WHAT TO WORK ON:
The response should consist of the data reproduced word for word.

PROVIDED INFORMATION:
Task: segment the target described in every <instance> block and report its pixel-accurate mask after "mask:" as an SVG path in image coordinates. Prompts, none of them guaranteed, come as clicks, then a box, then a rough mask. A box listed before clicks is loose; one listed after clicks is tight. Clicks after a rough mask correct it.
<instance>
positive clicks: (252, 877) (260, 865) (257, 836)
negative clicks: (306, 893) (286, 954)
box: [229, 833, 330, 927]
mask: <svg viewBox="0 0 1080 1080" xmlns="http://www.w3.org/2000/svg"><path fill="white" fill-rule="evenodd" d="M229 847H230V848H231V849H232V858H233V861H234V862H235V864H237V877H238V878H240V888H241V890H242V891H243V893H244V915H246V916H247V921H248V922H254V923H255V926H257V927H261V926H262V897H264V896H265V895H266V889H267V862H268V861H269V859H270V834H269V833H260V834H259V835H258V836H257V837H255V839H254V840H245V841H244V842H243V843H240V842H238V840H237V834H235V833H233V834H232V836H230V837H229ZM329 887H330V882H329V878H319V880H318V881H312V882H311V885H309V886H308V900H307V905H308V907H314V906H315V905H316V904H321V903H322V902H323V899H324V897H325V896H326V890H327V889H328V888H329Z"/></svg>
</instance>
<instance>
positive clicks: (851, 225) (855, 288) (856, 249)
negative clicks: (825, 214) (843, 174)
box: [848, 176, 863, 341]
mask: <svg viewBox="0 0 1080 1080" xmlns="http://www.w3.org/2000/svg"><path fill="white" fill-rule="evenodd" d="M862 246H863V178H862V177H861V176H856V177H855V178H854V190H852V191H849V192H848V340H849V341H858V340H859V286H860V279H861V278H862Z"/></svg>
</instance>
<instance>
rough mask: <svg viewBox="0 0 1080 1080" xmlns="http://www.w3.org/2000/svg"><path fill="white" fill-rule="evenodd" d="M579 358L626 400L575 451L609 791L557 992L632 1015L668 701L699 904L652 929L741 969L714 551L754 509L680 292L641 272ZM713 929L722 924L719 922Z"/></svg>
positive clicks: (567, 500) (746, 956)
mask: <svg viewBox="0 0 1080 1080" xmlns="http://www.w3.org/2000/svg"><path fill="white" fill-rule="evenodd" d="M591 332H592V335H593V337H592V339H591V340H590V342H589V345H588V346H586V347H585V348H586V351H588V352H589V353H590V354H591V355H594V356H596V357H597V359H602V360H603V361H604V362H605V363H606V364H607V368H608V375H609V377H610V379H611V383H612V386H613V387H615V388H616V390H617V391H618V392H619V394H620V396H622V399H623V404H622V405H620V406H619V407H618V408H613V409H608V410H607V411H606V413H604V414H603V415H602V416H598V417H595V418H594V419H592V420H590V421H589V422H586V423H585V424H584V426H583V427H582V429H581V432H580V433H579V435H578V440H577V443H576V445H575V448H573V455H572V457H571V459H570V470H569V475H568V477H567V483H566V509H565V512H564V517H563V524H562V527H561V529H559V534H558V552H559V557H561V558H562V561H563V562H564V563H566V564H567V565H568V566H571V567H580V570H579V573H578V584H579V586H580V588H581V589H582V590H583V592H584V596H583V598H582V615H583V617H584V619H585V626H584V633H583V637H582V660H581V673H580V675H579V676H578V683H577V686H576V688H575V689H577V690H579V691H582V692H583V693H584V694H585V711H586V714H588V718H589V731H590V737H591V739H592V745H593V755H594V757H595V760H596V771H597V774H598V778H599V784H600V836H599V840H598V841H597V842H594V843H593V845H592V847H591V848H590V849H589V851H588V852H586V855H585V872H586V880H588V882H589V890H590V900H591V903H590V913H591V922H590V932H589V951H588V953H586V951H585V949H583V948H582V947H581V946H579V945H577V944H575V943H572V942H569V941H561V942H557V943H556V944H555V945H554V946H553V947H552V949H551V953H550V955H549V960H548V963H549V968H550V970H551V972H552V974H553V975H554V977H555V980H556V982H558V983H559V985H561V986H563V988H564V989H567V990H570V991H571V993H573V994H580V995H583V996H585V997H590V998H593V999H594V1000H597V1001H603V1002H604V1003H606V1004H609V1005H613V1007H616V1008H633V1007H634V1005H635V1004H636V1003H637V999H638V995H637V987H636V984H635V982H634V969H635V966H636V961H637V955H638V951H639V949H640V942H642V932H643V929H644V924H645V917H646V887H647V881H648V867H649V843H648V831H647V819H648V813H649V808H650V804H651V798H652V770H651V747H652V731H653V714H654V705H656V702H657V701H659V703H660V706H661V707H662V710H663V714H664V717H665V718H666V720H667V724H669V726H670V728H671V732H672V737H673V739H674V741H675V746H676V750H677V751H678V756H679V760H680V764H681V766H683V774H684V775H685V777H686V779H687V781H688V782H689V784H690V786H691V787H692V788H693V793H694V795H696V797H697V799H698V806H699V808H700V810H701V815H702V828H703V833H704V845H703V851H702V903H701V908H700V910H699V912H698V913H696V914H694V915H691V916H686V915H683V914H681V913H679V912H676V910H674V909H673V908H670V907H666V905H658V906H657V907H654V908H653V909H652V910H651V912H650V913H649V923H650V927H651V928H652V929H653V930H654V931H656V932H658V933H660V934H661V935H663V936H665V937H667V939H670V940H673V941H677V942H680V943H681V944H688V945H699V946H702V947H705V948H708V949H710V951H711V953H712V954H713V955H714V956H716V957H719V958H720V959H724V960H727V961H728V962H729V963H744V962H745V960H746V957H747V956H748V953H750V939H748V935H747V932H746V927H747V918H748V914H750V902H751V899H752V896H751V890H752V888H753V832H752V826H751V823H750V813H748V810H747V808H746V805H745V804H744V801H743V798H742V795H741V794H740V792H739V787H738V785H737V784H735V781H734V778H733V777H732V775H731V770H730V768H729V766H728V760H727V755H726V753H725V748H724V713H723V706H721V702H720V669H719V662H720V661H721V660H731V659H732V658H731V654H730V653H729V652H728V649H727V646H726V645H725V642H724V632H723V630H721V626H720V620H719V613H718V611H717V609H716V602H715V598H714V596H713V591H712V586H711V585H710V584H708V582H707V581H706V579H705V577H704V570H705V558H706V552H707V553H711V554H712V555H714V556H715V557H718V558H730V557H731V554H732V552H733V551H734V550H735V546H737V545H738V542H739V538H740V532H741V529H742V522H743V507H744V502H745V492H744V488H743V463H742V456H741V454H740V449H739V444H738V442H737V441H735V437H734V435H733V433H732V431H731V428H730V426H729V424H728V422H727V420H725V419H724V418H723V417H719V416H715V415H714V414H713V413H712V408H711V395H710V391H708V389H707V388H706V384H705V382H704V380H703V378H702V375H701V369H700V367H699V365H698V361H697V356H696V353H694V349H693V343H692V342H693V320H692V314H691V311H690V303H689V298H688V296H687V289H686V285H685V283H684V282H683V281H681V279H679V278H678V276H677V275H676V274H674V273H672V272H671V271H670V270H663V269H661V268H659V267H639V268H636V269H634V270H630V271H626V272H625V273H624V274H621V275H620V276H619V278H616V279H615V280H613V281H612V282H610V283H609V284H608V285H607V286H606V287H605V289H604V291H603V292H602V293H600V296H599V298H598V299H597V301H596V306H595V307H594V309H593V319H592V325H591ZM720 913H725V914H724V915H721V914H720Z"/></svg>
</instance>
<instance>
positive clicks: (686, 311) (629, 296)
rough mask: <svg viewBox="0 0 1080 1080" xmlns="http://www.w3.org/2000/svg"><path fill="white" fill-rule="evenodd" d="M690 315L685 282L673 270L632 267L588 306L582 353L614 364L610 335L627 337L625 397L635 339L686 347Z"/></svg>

TASK SOLUTION:
Task: segment the target described in every <instance> block and report its pixel-accurate mask after "mask:" as an SVG path in image coordinates. Prompts, none of them guaranteed, come as clicks, then a box, then a rough mask. A box listed before clicks is loose; one listed after clicks is tight. Clicks after a rough mask correct it.
<instance>
positive clicks: (252, 877) (260, 865) (257, 836)
negative clicks: (306, 893) (286, 954)
box: [229, 833, 330, 927]
mask: <svg viewBox="0 0 1080 1080" xmlns="http://www.w3.org/2000/svg"><path fill="white" fill-rule="evenodd" d="M229 847H230V848H231V849H232V858H233V861H234V862H235V864H237V877H238V878H240V888H241V890H242V891H243V893H244V915H246V916H247V921H248V922H254V923H255V926H257V927H261V926H262V897H264V896H265V895H266V889H267V862H268V861H269V859H270V834H269V833H260V834H259V835H258V836H257V837H255V839H254V840H245V841H244V842H243V843H240V842H238V840H237V834H235V833H233V834H232V836H230V837H229ZM329 887H330V882H329V878H319V880H318V881H312V882H311V885H309V886H308V900H307V905H308V907H314V906H315V905H316V904H321V903H322V902H323V899H324V897H325V896H326V890H327V889H328V888H329Z"/></svg>
</instance>
<instance>
positive clicks: (851, 225) (855, 288) (856, 249)
negative clicks: (825, 214) (843, 174)
box: [848, 176, 863, 341]
mask: <svg viewBox="0 0 1080 1080" xmlns="http://www.w3.org/2000/svg"><path fill="white" fill-rule="evenodd" d="M862 246H863V178H862V177H861V176H856V177H855V178H854V190H852V191H849V192H848V340H849V341H858V340H859V286H860V279H861V278H862Z"/></svg>
</instance>
<instance>
rough mask: <svg viewBox="0 0 1080 1080" xmlns="http://www.w3.org/2000/svg"><path fill="white" fill-rule="evenodd" d="M579 358L626 400L575 451L609 791L557 992L632 1015L668 701L699 904L652 929L741 969L714 551L754 509L680 292L641 272ZM713 929L722 924L719 922Z"/></svg>
positive clicks: (567, 500) (746, 956)
mask: <svg viewBox="0 0 1080 1080" xmlns="http://www.w3.org/2000/svg"><path fill="white" fill-rule="evenodd" d="M591 332H592V335H593V337H592V339H591V340H590V342H589V345H588V346H586V347H585V348H586V351H588V352H589V353H590V354H591V355H594V356H596V357H597V359H602V360H603V361H604V362H605V363H606V364H607V368H608V375H609V377H610V379H611V383H612V386H613V387H615V388H616V390H617V391H618V392H619V394H620V396H622V399H623V404H622V405H620V406H619V407H618V408H613V409H608V410H607V411H606V413H604V414H603V415H602V416H598V417H595V418H594V419H592V420H590V421H589V422H586V423H585V424H584V426H583V427H582V429H581V432H580V433H579V435H578V440H577V443H576V445H575V448H573V455H572V457H571V459H570V470H569V475H568V477H567V483H566V509H565V512H564V517H563V524H562V527H561V529H559V534H558V552H559V557H561V558H562V561H563V562H564V563H566V564H567V565H568V566H571V567H580V570H579V573H578V584H579V586H580V588H581V589H582V590H583V592H584V596H583V598H582V615H583V617H584V619H585V626H584V633H583V637H582V660H581V673H580V675H579V676H578V683H577V686H576V688H575V689H577V690H579V691H582V692H583V693H584V694H585V711H586V714H588V718H589V731H590V737H591V739H592V745H593V755H594V757H595V760H596V771H597V774H598V778H599V784H600V836H599V840H598V841H597V842H594V843H593V845H592V847H591V848H590V849H589V851H588V852H586V855H585V872H586V880H588V882H589V890H590V900H591V903H590V913H591V922H590V932H589V951H588V953H586V951H585V949H583V948H582V947H581V946H579V945H577V944H575V943H572V942H569V941H561V942H557V943H556V944H555V945H554V946H553V947H552V949H551V953H550V955H549V960H548V963H549V968H550V970H551V972H552V974H553V975H554V977H555V980H556V982H558V983H559V985H561V986H563V988H564V989H567V990H570V991H571V993H573V994H580V995H583V996H585V997H590V998H593V999H594V1000H597V1001H603V1002H604V1003H606V1004H609V1005H613V1007H616V1008H633V1007H634V1005H635V1004H636V1003H637V999H638V995H637V987H636V984H635V982H634V969H635V966H636V961H637V955H638V951H639V949H640V942H642V932H643V929H644V924H645V917H646V887H647V881H648V867H649V843H648V831H647V819H648V813H649V808H650V804H651V798H652V770H651V747H652V731H653V714H654V705H656V702H657V701H659V703H660V706H661V707H662V710H663V714H664V717H665V718H666V720H667V724H669V726H670V728H671V732H672V737H673V739H674V741H675V746H676V750H677V751H678V756H679V760H680V764H681V766H683V774H684V775H685V777H686V779H687V781H688V782H689V784H690V786H691V787H692V788H693V793H694V795H696V797H697V799H698V806H699V808H700V810H701V815H702V828H703V833H704V845H703V851H702V903H701V908H700V910H699V912H698V913H696V914H694V915H691V916H686V915H683V914H681V913H679V912H676V910H674V909H673V908H670V907H666V905H658V906H657V907H654V908H653V909H652V910H651V912H650V913H649V923H650V927H651V928H652V929H653V930H654V931H656V932H658V933H660V934H661V935H663V936H665V937H667V939H670V940H673V941H677V942H680V943H681V944H688V945H699V946H702V947H705V948H708V949H710V951H711V953H712V954H713V955H714V956H716V957H719V958H720V959H724V960H727V961H728V962H729V963H744V962H745V960H746V957H747V956H748V953H750V939H748V935H747V932H746V927H747V918H748V914H750V902H751V899H752V896H751V890H752V888H753V832H752V826H751V823H750V813H748V810H747V808H746V805H745V804H744V801H743V798H742V795H741V794H740V792H739V787H738V785H737V784H735V781H734V778H733V777H732V775H731V770H730V768H729V766H728V760H727V755H726V753H725V748H724V713H723V706H721V702H720V669H719V662H720V661H721V660H731V659H732V658H731V654H730V653H729V652H728V649H727V646H726V645H725V642H724V632H723V630H721V626H720V620H719V613H718V611H717V609H716V602H715V598H714V596H713V591H712V586H711V585H710V584H708V582H707V581H706V579H705V577H704V570H705V558H706V552H707V553H711V554H712V555H714V556H715V557H718V558H730V557H731V554H732V552H733V551H734V550H735V546H737V545H738V542H739V538H740V532H741V529H742V522H743V507H744V502H745V492H744V488H743V463H742V456H741V454H740V449H739V444H738V442H737V441H735V437H734V435H733V433H732V431H731V428H730V426H729V424H728V422H727V420H725V419H724V418H723V417H719V416H715V415H714V414H713V413H712V408H711V395H710V391H708V389H707V388H706V384H705V382H704V380H703V378H702V375H701V369H700V367H699V365H698V361H697V356H696V353H694V349H693V343H692V342H693V320H692V314H691V311H690V303H689V298H688V296H687V289H686V285H685V283H684V282H683V281H681V279H679V278H678V276H677V275H676V274H674V273H672V272H671V271H670V270H663V269H661V268H659V267H639V268H636V269H634V270H630V271H626V272H625V273H624V274H621V275H620V276H619V278H616V279H615V280H613V281H612V282H610V283H609V284H608V285H607V286H606V287H605V289H604V291H603V292H602V293H600V296H599V298H598V299H597V301H596V306H595V307H594V309H593V319H592V325H591ZM720 913H725V914H724V915H721V914H720Z"/></svg>
</instance>
<instance>
positive clicks: (686, 311) (629, 296)
rough mask: <svg viewBox="0 0 1080 1080" xmlns="http://www.w3.org/2000/svg"><path fill="white" fill-rule="evenodd" d="M690 315L685 282L673 270L632 267L588 306L582 353L614 364L610 335L627 337L625 397L635 339L686 347Z"/></svg>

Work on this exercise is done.